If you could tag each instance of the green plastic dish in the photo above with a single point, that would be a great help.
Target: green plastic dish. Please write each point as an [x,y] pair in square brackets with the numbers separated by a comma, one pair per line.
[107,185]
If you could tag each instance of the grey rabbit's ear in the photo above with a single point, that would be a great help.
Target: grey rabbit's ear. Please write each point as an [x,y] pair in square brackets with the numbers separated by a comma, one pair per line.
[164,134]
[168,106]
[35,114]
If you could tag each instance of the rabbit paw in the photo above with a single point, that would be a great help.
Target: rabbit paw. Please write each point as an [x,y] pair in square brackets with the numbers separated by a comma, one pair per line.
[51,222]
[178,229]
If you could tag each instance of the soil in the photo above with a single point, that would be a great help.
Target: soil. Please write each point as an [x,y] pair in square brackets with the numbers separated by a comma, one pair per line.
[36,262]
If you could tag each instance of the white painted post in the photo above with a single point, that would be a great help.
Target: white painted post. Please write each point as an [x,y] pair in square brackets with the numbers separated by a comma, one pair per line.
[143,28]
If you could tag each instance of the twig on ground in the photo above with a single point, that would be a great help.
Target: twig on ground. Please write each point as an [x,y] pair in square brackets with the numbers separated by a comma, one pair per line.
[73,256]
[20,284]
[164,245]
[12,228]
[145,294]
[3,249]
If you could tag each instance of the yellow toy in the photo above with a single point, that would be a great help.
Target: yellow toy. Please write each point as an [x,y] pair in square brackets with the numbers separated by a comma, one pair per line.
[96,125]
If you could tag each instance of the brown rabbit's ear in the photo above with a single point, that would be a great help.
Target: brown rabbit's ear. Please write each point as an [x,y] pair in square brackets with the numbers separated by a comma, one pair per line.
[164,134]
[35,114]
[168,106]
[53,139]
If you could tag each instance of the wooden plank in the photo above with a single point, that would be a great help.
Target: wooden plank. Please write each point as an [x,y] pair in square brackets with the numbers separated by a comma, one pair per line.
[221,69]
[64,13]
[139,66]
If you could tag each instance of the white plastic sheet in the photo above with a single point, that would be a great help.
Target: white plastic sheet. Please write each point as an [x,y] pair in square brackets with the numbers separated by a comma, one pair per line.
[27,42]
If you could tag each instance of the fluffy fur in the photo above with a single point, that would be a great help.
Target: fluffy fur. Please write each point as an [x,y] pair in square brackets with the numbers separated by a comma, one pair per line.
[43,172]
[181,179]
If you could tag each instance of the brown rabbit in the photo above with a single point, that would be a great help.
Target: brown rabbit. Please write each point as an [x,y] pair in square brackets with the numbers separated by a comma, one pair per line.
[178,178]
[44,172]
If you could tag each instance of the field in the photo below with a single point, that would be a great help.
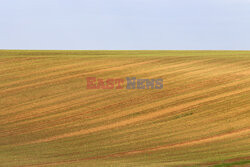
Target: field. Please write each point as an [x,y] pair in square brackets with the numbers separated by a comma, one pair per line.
[201,117]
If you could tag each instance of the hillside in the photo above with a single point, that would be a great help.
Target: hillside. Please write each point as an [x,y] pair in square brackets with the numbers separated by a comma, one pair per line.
[48,117]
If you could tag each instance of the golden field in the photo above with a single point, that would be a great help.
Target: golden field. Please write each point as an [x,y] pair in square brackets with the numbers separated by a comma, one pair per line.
[200,118]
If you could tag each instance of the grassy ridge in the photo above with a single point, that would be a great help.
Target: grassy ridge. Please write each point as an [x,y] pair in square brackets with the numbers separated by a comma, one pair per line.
[49,118]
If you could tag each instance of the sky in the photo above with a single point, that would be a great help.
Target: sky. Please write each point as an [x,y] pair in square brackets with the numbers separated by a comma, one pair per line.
[125,24]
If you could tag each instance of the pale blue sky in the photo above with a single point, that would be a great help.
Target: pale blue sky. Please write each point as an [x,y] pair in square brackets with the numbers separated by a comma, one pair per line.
[125,24]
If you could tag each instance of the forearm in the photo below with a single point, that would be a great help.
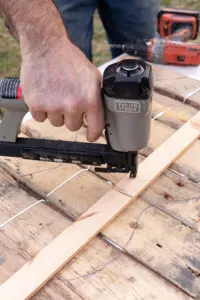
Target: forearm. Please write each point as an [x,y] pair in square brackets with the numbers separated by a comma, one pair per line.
[35,23]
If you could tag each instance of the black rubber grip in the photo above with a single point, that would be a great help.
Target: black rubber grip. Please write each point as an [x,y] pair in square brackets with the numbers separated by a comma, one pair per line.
[9,88]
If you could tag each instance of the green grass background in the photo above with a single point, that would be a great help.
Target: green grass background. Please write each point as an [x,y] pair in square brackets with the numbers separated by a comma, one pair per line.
[10,53]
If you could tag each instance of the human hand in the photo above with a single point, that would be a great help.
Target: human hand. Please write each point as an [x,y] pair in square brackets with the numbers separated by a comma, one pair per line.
[62,85]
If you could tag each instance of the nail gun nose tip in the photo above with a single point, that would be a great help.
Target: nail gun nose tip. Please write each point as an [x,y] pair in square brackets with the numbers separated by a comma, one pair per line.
[115,46]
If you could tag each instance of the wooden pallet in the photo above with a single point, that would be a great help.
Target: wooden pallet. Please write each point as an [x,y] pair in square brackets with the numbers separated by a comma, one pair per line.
[151,251]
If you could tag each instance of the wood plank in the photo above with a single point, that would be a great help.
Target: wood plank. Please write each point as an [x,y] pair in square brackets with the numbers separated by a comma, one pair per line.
[24,239]
[98,216]
[99,272]
[176,86]
[167,188]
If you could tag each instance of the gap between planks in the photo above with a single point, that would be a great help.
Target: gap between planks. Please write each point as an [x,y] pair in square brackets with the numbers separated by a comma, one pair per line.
[33,275]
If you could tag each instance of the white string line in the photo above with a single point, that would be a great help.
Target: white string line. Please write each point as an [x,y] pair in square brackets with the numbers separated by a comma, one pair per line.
[43,200]
[158,115]
[191,94]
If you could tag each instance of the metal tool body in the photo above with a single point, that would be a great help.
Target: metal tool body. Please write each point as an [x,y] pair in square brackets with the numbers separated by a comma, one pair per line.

PROBLEM TO WORK ON ::
Repeat the records above verbatim, with no pictures in the result.

WRITTEN ANSWER ::
If you could tag each instance of the green plastic dish in the photo above with a single point, that would be a great help.
Target: green plastic dish. Please write each point as an [x,y] pair in square brackets with the numbers separated by a comma, one pair per line.
[107,185]
If you could tag each instance of the grey rabbit's ear in the photo above with a single point, that would be a great help.
Target: grey rabbit's ear. Please write each point as an [x,y] pair in square brackets with the numbers separated by a comma, one pair per line.
[164,134]
[168,106]
[35,114]
If you could tag each instance of the rabbit paw in the photo above with a single point, that would be a great help.
Target: rabbit paw. Please write each point as an [x,y] pair in square brackets with the numbers separated by a comma, one pair per line.
[51,222]
[178,229]
If you could tag each instance of the soil in the photo above with a single point, that would be a great help.
Target: soil. Please write each point as an [x,y] pair in square brackets with the numbers separated by a comma, one pair per line.
[36,262]
If you could tag each instance of the white painted post in the photo above with a single point, that would be a great help.
Target: white painted post. Please write each point as an [x,y] pair in square brackets with the numbers separated by a comma, one pair per line.
[143,28]
If you could tag each instance of the twig on ground in the photo above with a single point, that would be a great help.
Target: twig on ground. Please write each point as an [x,y] pair in square brackets with the numbers separated by a comma, one pair per line.
[73,256]
[20,284]
[164,245]
[12,228]
[145,294]
[3,249]
If you could tag each instance of the yellow toy in the photo above with a single point, that would be a great help.
Target: yellow toy. Please write each point as an [x,y] pair in square brackets with the numbers separated by a comma, one pair per line.
[96,125]
If you could tag each instance of the brown rabbit's ear in the photo above with a single point, that would be a great help.
Target: brown rabbit's ear. Please write each point as an [x,y] pair in square brackets with the numbers separated by a comma, one pair per line.
[164,134]
[35,114]
[168,106]
[53,139]
If you could tag each instance of the wooden plank in the photo above with a single point, that would be a great help.
Target: wooden plank. Please write each point as an [x,y] pair in square brackets with the numbers separated by a comma, one pair per line.
[221,69]
[64,13]
[139,66]
If you could tag each instance of the white plastic sheet in the photo above with a single point, that would be a great help.
Target: white plastic sheet. Please write each point as an [x,y] pair in square brackets with the numbers separated by a comma, one pair per line.
[27,42]
If you could tag each instance of the fluffy fur in the photo above with a single point, that would be a great help.
Target: fluffy fur. Please write each point as an [x,y] pair in square brackets with the numbers separated by a comma, one pair per line.
[43,172]
[181,179]
If you could tag each instance of the brown rabbit in the photo above with a single point, that would be a great help.
Target: brown rabbit. Please write each point as an [x,y] pair in square brackets with the numbers separated by a comma, one pair per line.
[178,178]
[44,172]
If you could tag each instance of the field in the photo below with a single point, that would be a great help.
Target: field. Please write each point as an [x,y] pair in square brackets with the numbers separated by a comma, one pair per line.
[201,117]
If you could tag each instance of the hillside in the photo above with a single point, that would be a great help.
Target: hillside. Please write each point as an [x,y] pair in square brackets with the numbers separated by a comma, one pair per line.
[48,117]
If you could tag each instance of the golden field in the photo above with a single point, that would be a great help.
Target: golden field. Please write each point as an [x,y] pair in square brackets with the numbers separated by a comma, one pair per line.
[200,118]
If you could tag each instance of the grassy ridge in the photo above with a single point, that would be a great help.
Target: grassy ridge. Please write each point as an [x,y] pair in square brackets with the numbers separated by a comma, one pair per line.
[49,118]
If you could tag each instance of the sky in the photo above with a single point, that would be a great help.
Target: sky. Please write each point as an [x,y] pair in square brackets with the numbers separated by a comma, one pair per line.
[125,24]
If you could tag each instance of the pale blue sky in the photo above with a single point, that would be a great help.
Target: pale blue sky. Please write each point as an [x,y] pair in square brackets with the numbers separated by a comma, one pair per line.
[125,24]
If you could tag each instance of the forearm in the photo below with a single point, that would be a great help.
Target: forearm. Please write each point as an [x,y] pair in square brackets with the numbers separated by a comma, one pair per line.
[35,23]
If you could tag each instance of the black rubber grip in the photo above with a single point, that would be a great help.
Target: black rubber grip. Please write each point as an [x,y] pair in square brackets with the numbers separated by a comma, one pair per line.
[9,88]
If you could tag each instance of the green grass background in the photo above with a single point, that would be a great help.
Target: green grass background. Please write each point as an [x,y] pair in square brackets with the numbers separated by a comma, one pair per line.
[10,53]
If you could tag each instance of the human hand in the photo above with a single point, that would be a great help.
Target: human hand. Please write each point as an [x,y] pair in square brackets with the numbers separated by a comma, one pair per line.
[62,85]
If you could tag each instance of the nail gun nose tip in the photo above with a single point, that would be a great help.
Target: nail gun nose tip. Please write each point as an [x,y] pair in square brackets with the numbers separated by a comma, one pair per line.
[115,46]
If you could tag each instance of the wooden pallet in the photo above with a single point, that would be a great help.
Target: wooden pallet. Please write each point as an [x,y] pair in square brackets with the numbers separated by a comma, one pair per line.
[151,251]
If you could tag each instance of the wood plank in the photo above with a single point, that would be a great help.
Target: wood plank. Please write each point as an [x,y] pair in square brackets with the numbers separated by a comma, one pair per line.
[24,239]
[98,216]
[99,272]
[176,86]
[167,188]
If you could tag each instance of the gap between planks in the photo above with a single point, that would be a great help.
Target: gap between planks. Please write each point as an [x,y] pair in square brackets with the numbers separated by a comma, one pair per line.
[33,275]
If you could tag each instance of the white string line in the photo above with a single point, that would be a great help.
Target: white string line. Please write each point as an [x,y] pair in square brackets with the numbers separated by a comma, one pair per line.
[43,200]
[158,115]
[191,94]
If you could tag each instance of the metal tool body in the photo above with a single point, that would be a great help.
Target: metal tool body. Please write each point as an [x,y] pair in square brackets with the numbers separated by a comma, one pair per line.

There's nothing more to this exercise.